▶ [Do this]:
Reproduce the records word for word, from the beginning of the records through the line containing "[448,220,800,326]", and omit the pictures.

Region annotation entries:
───

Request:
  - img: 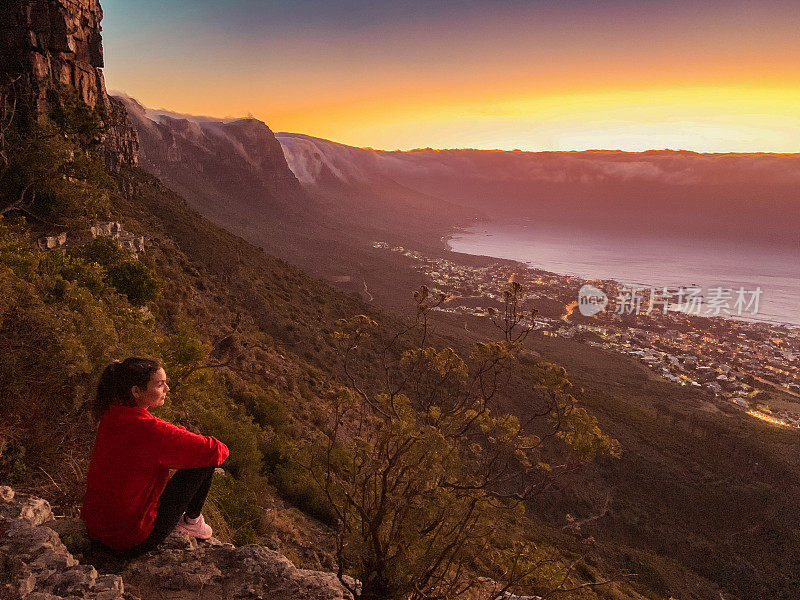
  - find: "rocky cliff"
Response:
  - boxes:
[0,0,139,171]
[0,486,352,600]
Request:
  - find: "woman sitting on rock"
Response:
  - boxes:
[81,358,228,556]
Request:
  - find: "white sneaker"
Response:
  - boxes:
[175,514,214,540]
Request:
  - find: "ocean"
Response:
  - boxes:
[448,220,800,326]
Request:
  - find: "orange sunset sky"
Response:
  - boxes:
[103,0,800,152]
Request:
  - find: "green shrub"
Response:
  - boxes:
[234,386,289,432]
[208,475,261,546]
[108,260,161,306]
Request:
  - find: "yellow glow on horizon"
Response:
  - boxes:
[115,78,800,153]
[255,86,800,152]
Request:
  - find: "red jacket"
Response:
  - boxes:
[81,405,228,550]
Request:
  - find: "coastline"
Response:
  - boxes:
[440,220,800,330]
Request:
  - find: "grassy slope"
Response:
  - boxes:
[438,317,800,600]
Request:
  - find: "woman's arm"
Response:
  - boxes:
[158,419,228,469]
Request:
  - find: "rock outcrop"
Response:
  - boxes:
[0,486,352,600]
[0,0,139,171]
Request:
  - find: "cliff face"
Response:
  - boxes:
[0,0,138,171]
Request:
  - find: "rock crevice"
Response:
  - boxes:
[0,0,139,172]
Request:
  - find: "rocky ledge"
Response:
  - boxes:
[0,486,352,600]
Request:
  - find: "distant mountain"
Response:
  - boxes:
[119,96,475,306]
[276,138,800,248]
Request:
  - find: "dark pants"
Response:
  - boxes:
[124,467,214,557]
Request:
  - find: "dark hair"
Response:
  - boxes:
[92,357,161,420]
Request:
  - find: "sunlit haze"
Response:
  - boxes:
[103,0,800,152]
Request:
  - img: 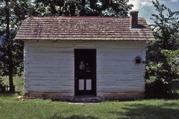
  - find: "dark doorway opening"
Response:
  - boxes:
[75,49,96,96]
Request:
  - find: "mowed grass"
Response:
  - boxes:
[0,77,179,119]
[0,96,179,119]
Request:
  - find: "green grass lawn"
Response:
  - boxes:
[0,77,179,119]
[0,96,179,119]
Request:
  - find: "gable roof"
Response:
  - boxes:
[16,17,153,40]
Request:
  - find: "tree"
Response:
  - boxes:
[146,0,179,97]
[0,0,28,93]
[32,0,132,16]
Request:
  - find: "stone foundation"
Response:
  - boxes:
[25,92,145,102]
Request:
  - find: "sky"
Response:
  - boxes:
[129,0,179,23]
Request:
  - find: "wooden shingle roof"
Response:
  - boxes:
[16,17,153,40]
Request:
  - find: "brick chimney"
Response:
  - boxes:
[130,11,139,28]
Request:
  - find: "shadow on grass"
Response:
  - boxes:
[110,103,179,119]
[48,114,98,119]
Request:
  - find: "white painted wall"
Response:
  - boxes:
[24,41,145,96]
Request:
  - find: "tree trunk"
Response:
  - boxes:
[6,0,15,93]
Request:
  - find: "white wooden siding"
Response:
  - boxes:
[24,41,145,96]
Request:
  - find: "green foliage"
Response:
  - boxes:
[0,96,179,119]
[31,0,132,16]
[146,0,179,98]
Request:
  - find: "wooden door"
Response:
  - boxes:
[75,49,96,96]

───

▶ [Solution below]:
Request:
  - img: 
  - find: "rocky cliff"
Response:
  - boxes:
[0,0,139,171]
[0,486,352,600]
Request:
  - find: "woman sitting on rock"
Response:
  - boxes:
[81,358,228,556]
Request:
  - find: "white sneaker"
Response:
  - boxes:
[175,514,214,540]
Request:
  - find: "ocean"
Response:
  - boxes:
[448,220,800,326]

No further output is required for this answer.